Would you write out the lines from the one containing "Can you find the house?" to the end of the records below, exactly and in full, please?

- _Point-per-instance localization data_
*** Block opens ***
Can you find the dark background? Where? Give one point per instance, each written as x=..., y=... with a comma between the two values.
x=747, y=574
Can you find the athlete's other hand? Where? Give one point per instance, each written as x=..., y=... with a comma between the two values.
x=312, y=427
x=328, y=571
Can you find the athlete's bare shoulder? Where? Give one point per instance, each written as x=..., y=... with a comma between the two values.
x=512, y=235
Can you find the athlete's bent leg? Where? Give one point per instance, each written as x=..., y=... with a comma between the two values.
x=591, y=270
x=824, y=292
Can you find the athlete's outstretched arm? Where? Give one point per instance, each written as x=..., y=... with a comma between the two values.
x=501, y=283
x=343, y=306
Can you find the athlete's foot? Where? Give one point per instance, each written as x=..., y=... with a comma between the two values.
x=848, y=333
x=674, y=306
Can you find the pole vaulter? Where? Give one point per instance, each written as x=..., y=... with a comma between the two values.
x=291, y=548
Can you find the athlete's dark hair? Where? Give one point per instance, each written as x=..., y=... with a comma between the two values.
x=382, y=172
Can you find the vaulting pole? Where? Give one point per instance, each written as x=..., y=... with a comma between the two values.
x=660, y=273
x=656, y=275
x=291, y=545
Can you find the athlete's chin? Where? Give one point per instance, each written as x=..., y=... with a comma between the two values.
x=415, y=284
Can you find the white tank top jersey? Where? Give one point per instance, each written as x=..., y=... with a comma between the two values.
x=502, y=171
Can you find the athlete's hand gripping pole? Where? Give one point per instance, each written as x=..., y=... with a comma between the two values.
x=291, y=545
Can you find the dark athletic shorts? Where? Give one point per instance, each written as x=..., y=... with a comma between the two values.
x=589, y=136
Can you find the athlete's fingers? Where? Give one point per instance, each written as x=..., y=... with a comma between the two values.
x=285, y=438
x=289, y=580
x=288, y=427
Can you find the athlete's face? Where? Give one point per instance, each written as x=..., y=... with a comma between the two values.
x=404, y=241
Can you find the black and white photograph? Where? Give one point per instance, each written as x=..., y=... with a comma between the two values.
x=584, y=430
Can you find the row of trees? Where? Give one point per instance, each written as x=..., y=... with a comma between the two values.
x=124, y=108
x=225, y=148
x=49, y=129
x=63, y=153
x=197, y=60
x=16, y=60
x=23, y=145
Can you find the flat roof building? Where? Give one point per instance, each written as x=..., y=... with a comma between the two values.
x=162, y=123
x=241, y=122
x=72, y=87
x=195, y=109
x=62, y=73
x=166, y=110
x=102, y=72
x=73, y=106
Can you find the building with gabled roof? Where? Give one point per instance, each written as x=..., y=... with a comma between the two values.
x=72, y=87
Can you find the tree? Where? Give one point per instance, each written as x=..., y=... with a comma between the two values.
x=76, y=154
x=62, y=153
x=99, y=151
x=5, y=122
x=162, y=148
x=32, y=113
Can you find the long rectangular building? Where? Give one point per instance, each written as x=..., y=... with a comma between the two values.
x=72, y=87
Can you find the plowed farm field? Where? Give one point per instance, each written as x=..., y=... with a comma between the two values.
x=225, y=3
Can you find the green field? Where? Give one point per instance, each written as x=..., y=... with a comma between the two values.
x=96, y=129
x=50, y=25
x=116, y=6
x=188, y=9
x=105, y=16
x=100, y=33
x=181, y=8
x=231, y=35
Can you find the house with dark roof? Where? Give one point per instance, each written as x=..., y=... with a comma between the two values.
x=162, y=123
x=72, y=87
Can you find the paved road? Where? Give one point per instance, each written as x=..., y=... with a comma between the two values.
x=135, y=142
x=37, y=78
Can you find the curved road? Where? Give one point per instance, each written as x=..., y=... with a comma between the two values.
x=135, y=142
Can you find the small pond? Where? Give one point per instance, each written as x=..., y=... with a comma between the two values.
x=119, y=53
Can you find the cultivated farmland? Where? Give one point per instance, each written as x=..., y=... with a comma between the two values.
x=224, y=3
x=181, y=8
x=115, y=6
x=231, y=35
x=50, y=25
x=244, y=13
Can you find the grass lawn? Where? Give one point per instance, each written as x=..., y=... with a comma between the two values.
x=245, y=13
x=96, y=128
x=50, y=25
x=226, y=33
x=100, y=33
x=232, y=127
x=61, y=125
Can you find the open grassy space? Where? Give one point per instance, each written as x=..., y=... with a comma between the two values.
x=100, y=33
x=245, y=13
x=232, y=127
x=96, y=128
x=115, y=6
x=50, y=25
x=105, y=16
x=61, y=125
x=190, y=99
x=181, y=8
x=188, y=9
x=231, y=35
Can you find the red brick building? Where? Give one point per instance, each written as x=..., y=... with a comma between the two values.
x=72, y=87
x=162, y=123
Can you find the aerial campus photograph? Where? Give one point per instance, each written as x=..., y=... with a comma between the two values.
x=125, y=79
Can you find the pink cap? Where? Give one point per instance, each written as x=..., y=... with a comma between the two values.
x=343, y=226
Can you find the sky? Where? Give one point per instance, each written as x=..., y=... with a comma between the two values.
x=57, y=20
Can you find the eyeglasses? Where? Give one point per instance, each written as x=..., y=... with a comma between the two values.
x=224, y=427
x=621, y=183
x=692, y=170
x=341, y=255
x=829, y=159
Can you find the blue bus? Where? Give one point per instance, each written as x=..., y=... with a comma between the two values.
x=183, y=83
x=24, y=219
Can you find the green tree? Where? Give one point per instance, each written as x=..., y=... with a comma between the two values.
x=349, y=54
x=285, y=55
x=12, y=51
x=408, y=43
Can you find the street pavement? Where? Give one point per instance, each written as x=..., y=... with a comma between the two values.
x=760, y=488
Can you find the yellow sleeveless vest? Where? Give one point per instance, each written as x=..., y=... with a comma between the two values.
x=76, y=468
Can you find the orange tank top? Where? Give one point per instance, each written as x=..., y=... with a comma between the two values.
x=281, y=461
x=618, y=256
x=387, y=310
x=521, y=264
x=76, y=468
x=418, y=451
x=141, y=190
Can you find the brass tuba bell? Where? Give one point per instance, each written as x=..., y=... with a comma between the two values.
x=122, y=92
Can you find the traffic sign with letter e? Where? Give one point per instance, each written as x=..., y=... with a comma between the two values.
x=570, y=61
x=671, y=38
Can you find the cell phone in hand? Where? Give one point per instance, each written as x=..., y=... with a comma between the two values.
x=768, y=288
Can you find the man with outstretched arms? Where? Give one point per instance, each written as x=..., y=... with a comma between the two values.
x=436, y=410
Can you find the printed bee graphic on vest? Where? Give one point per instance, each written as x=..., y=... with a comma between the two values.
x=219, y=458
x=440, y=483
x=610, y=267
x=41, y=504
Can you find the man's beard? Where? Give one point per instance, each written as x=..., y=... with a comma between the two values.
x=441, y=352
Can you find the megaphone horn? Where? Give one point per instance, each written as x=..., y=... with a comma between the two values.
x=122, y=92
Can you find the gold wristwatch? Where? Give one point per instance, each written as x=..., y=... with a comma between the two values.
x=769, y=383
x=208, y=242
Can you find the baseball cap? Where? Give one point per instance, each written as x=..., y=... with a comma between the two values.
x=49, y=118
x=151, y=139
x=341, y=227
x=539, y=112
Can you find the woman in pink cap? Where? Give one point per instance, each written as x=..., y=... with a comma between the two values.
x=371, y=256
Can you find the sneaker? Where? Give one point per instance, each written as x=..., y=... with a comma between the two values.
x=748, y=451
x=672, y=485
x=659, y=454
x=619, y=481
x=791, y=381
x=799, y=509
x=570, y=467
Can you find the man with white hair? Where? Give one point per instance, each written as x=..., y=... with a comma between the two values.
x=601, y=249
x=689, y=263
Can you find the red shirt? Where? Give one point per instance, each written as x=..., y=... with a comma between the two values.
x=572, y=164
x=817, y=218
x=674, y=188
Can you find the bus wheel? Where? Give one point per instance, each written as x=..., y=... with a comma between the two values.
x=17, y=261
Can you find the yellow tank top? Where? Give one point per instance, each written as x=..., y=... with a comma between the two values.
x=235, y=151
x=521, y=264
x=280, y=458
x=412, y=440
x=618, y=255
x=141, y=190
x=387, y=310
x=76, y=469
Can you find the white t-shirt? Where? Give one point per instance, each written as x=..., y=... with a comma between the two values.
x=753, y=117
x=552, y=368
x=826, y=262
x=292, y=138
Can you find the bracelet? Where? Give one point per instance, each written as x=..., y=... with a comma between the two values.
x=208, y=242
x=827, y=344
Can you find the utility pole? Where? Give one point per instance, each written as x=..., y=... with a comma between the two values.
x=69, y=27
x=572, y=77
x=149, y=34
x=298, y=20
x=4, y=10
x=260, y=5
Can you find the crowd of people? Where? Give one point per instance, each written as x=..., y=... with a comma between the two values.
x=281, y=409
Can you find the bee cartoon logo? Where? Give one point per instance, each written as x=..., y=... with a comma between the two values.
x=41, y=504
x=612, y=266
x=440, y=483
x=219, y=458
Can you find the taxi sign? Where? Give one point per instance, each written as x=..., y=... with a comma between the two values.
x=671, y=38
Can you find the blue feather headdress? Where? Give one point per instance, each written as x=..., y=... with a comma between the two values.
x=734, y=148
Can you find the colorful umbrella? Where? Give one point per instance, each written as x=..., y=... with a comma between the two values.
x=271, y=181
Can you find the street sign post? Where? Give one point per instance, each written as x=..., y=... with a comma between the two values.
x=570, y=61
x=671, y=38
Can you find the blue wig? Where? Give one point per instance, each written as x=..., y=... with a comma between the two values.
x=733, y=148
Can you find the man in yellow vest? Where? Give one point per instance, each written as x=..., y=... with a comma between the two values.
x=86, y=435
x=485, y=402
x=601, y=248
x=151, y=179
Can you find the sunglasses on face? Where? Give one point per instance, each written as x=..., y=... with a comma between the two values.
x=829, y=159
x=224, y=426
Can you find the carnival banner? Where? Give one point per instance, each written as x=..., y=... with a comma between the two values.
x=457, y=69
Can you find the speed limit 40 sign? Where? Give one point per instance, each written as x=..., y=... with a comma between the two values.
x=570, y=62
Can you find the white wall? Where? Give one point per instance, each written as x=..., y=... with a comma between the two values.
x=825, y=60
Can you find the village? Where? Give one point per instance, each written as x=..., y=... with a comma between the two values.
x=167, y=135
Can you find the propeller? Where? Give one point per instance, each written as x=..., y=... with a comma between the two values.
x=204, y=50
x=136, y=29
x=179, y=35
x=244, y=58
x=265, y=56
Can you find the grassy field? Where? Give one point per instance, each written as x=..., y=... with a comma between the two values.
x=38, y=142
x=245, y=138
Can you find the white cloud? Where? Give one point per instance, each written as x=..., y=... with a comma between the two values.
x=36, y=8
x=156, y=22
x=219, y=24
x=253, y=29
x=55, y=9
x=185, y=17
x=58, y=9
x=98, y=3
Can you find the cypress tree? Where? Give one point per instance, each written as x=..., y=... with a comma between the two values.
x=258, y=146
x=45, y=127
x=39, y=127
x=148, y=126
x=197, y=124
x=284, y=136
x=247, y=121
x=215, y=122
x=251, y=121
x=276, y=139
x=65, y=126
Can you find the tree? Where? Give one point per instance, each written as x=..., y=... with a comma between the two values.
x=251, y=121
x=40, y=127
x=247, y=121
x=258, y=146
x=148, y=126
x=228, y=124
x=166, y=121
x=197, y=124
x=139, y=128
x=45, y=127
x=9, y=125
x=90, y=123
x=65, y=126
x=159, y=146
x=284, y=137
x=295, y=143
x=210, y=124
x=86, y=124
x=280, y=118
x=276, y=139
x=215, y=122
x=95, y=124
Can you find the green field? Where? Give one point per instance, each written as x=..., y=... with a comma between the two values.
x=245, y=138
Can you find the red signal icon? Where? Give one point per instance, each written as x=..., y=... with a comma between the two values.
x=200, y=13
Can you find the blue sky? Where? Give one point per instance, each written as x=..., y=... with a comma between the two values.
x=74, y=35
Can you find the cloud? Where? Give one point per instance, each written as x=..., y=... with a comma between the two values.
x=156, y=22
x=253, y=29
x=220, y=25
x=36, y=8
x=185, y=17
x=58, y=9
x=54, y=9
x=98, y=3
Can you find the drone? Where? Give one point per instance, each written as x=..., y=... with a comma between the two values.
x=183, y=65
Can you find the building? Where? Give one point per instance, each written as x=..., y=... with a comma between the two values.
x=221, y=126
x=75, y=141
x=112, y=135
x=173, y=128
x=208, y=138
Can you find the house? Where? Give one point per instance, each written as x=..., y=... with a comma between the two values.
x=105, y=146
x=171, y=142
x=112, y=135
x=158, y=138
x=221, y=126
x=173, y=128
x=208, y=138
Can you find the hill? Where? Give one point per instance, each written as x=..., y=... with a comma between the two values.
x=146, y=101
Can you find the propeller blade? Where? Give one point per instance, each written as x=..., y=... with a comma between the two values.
*** Block closes ***
- _WRITTEN SOLUTION_
Can you find the house? Where? Give one point per instance, each written as x=..., y=... with a comma between the two values.
x=105, y=146
x=171, y=142
x=112, y=135
x=158, y=138
x=221, y=126
x=173, y=128
x=208, y=138
Can you find the hill? Where? Give one point per instance, each written as x=..., y=... with a comma between the two values.
x=146, y=101
Can you find the propeller blade? Where? Give one point per instance, each written as x=..., y=... with a comma between the two values.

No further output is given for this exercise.